■ **Assignment**: Copy the records below word for word. Stop after the line that contains "Target: blonde woman standing in water".

■ **Data for review**:
___

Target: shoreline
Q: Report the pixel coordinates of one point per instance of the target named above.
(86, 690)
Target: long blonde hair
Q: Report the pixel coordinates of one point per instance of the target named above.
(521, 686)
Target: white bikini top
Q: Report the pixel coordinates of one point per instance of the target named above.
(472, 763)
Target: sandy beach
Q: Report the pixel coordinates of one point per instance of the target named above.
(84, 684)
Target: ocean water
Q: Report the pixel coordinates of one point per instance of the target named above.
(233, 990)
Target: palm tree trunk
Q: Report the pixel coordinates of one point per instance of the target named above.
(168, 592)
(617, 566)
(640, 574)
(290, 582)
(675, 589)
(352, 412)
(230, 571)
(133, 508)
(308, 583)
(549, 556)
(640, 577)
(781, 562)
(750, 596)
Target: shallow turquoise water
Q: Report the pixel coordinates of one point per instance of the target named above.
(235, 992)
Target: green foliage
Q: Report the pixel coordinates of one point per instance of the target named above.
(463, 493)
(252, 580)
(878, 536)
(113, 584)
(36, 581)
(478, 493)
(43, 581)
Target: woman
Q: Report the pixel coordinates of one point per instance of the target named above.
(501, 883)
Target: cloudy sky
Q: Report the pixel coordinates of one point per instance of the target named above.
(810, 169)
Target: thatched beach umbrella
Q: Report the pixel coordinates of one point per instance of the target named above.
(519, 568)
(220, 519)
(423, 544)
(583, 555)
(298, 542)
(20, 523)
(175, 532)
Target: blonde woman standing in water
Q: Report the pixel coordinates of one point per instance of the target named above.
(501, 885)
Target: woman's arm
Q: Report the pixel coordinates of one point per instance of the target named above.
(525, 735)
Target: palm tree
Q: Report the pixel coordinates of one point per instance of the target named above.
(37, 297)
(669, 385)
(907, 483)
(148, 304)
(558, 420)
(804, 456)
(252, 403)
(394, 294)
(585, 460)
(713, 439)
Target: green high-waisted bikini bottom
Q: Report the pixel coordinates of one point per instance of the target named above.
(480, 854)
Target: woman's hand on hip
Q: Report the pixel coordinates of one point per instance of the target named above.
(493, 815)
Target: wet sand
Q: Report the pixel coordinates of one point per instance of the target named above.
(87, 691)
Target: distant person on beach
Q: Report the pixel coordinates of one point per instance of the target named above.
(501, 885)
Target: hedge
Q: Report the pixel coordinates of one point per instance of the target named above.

___

■ **Answer below**:
Target: shoreline
Q: Report the pixel coordinates of one point per instance of the target named above.
(86, 690)
Target: long blonde hair
Q: Report the pixel coordinates of one point per instance of the target named above.
(521, 686)
Target: white bikini top
Q: Report the pixel coordinates of one point per instance of the target named above.
(472, 763)
Target: sandy beach
Q: Report the pixel coordinates of one point per instance of the target named above.
(84, 684)
Target: ocean water
Q: Report the pixel coordinates of one point per instance of the target named above.
(233, 990)
Target: palm tree trunk
Q: Report the pixel coordinates of one point per instance of the target named above.
(168, 592)
(617, 566)
(640, 574)
(290, 582)
(675, 589)
(352, 412)
(230, 571)
(133, 508)
(308, 583)
(549, 556)
(640, 577)
(781, 562)
(750, 596)
Target: shallow turquoise water
Q: Report the pixel coordinates of one point per instance of the target named above.
(235, 992)
Target: green foliage
Q: Report the pixel coordinates of one point per instance of the target named above.
(463, 493)
(252, 580)
(878, 536)
(113, 584)
(36, 581)
(478, 493)
(43, 581)
Target: woman
Q: Report the pixel coordinates of one point per instance of the target named above.
(501, 883)
Target: cloudy sky
Q: Report the pixel coordinates of one point per instance of the target named above.
(810, 169)
Target: thatched beach umbrella
Q: Report the pixel coordinates of one point per instance of the target named above.
(519, 568)
(220, 519)
(423, 544)
(583, 555)
(298, 542)
(20, 523)
(175, 532)
Target: blonde woman standing in water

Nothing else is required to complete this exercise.